Provided records: Begin
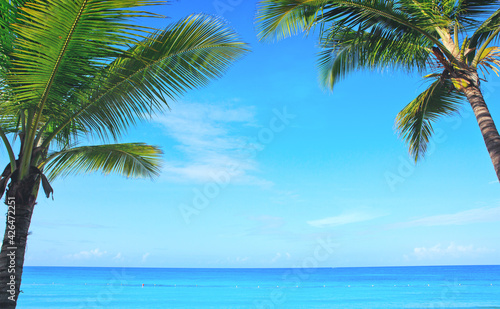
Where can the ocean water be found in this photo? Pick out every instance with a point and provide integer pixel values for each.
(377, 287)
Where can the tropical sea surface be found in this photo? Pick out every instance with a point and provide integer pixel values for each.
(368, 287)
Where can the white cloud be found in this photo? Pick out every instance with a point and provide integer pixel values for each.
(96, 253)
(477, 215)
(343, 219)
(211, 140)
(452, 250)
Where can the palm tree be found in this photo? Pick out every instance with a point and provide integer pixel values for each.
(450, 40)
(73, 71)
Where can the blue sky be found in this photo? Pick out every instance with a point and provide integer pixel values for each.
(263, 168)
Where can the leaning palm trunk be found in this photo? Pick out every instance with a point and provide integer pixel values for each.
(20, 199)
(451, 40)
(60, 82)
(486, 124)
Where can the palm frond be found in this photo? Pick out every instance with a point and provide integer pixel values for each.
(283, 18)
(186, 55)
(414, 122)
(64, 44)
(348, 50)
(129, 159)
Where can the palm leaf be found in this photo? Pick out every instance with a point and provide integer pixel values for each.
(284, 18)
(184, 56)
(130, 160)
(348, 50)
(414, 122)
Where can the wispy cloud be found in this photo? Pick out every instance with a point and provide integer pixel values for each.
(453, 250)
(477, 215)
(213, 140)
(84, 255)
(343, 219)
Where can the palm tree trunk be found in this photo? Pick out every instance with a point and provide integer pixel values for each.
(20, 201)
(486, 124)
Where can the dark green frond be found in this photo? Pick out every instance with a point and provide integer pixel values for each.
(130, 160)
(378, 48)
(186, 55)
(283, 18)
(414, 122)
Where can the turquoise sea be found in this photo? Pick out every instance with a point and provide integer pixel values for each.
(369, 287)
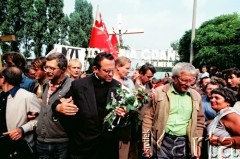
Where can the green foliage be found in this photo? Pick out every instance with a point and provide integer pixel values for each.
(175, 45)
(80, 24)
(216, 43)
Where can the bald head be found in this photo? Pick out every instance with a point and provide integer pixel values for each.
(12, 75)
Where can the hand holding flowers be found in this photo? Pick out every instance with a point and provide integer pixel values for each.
Provided records: End
Output all of the data word for word, excluding any pictures.

Where can the ocean water be found in this photo? Pick out every instance with a point and provide integer pixel values for each.
(377, 287)
Where can the tropical sea surface be found in this photo? Pick out every instance with a point and provide integer pixel values for each.
(368, 287)
Where can the white cloud be found in this photo? Pick out every instance with a point and provide integer pixel values for each.
(96, 253)
(477, 215)
(343, 219)
(211, 140)
(452, 250)
Where can the palm tree be found in this photo? Pick out every instance with a point and provide integer pixel values for each.
(450, 40)
(73, 71)
Where can the blue sky be found in this photo? Pick out every instance with a point and provide integer pixel values for each.
(263, 168)
Where can the leaning palm trunk be found in this photo? Pick out every instance with a point and provide integer pixel values for each.
(20, 199)
(451, 40)
(60, 82)
(486, 124)
Where can the palm frond be found in this photo? Pick out every instance with a point and provide integer pixel values for each.
(283, 18)
(186, 55)
(414, 122)
(64, 44)
(348, 50)
(129, 159)
Where can the palm leaf be found in this photo? Pick out every instance with a point and provide integer pixel values for each.
(284, 18)
(184, 56)
(130, 160)
(348, 50)
(414, 122)
Where can the wispy cloud be found in this photo? Pick out every instance with a point and provide integer pixel values for each.
(453, 250)
(477, 215)
(213, 140)
(84, 255)
(343, 219)
Where can the palm tree trunk be found in this photo? Pick out every instance with a point and provide integer pixel values for each.
(20, 201)
(486, 124)
Where can the dark green frond be found in this photo? Pick out every instance with a point and provide integer pixel values for each.
(130, 160)
(378, 48)
(186, 55)
(283, 18)
(414, 122)
Where can the turquoise sea be found in this photo? Pick out every instance with a point and provide integer pixel values for each.
(369, 287)
Where can the green foliage be found in this photo? Pick out every instance with a point and provide integer pixel values for each.
(175, 45)
(80, 24)
(216, 43)
Where can the bald head be found in this photo? Pick out every instance with a point and provide integer pixel values for each.
(12, 75)
Where can the hand holding flowers be found in this photo? Pick out every instance with a point and provide integer pixel values for each.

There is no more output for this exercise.